- Required task -
Name every custom node that the ComfyUI setup guide recommends installing.

- Page text -
ComfyUI for local image generation — the 2026 setup guide

ComfyUI for local image generation — the 2026 setup guide

Node-based Stable Diffusion and Flux workflows, running entirely on your GPU.

ComfyUI beats A1111 on memory efficiency and workflow reuse. Full install + first Flux.1 workflow walkthrough.

ComfyUI has quietly taken over local image generation. The node-based UI looks intimidating for five minutes and then clicks — after that you have a composable, save-able workflow that other tools can't match.

Why ComfyUI over A1111

  • Memory efficiency: ComfyUI lazy-loads model components. On a 12GB card you can run full Flux.1 workflows that crash A1111.
  • Workflow reuse: every workflow is a JSON file. Share them, version them, trigger them from scripts.
  • Custom nodes: the ecosystem is bigger than A1111's extensions — ControlNet, IPAdapter, SDXL Turbo, Flux LoRAs, video models all land here first.
  • Faster development: the Comfy team ships features monthly; A1111 has slowed.

Install

# Linux/Mac
git clone https://github.com/comfyanonymous/ComfyUI
cd ComfyUI
python -m venv venv && source venv/bin/activate
pip install -r requirements.txt

# NVIDIA
pip install torch torchvision --index-url https://download.pytorch.org/whl/cu121

# AMD (Linux)
pip install torch torchvision --index-url https://download.pytorch.org/whl/rocm6.1

# Apple Silicon
pip install torch torchvision

python main.py --listen

Open http://localhost:8188.

First Flux workflow

Flux.1 [dev] (by Black Forest Labs) is the current state-of-the-art open model for photorealism. 12B parameters. Needs ~24GB VRAM at fp16 or ~10GB at fp8.

  1. Download flux1-dev.safetensors from HuggingFace (gated, accept license)
  2. Place in models/unet/
  3. Download the T5 text encoder + CLIP-L text encoder (separate files on HuggingFace)
  4. Place in models/clip/
  5. Download VAE (ae.safetensors)
  6. Place in models/vae/
  7. Load the default Flux workflow (Comfy ships one)
  8. Set your prompt, queue, wait 15-30s

Hardware recommendations

  • Budget (fp8 quants): RTX 4070 Ti Super, RTX 5060 Ti 16GB, RX 7800 XT — 8-10 s/image
  • Standard (fp16): RTX 4090, RTX 5080 — 4-6 s/image
  • Fast (fp16 + larger batch): RTX 5090 — 2-3 s/image
  • Apple Silicon: M3 Max / M4 Max — slow per-image but runs without complaint on 64GB+ machines

See our full GPU benchmark index for comparative numbers.

Trending custom nodes worth installing

  • ComfyUI-Manager — install other nodes without git
  • IPAdapter Plus — reference-image conditioning
  • ControlNet Preprocessors — pose, depth, canny, openpose
  • Comfy-Subgraph — collapse workflow sections into reusable units
  • KSampler (Efficient) — faster sampling with no quality loss

Related

ComfyUI install — all three platforms, exact commands

Commands below target stock ComfyUI per the official documentation. Verified on Linux (Ubuntu 24.04), macOS (14.6 Sonoma on M4 Max), and Windows 11 with a GeForce RTX 5090.

- Material -
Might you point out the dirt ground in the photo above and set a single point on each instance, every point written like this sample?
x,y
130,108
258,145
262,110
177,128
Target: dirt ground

- Task response -
ComfyUI-Manager, IPAdapter Plus, ControlNet Preprocessors, Comfy-Subgraph, KSampler (Efficient)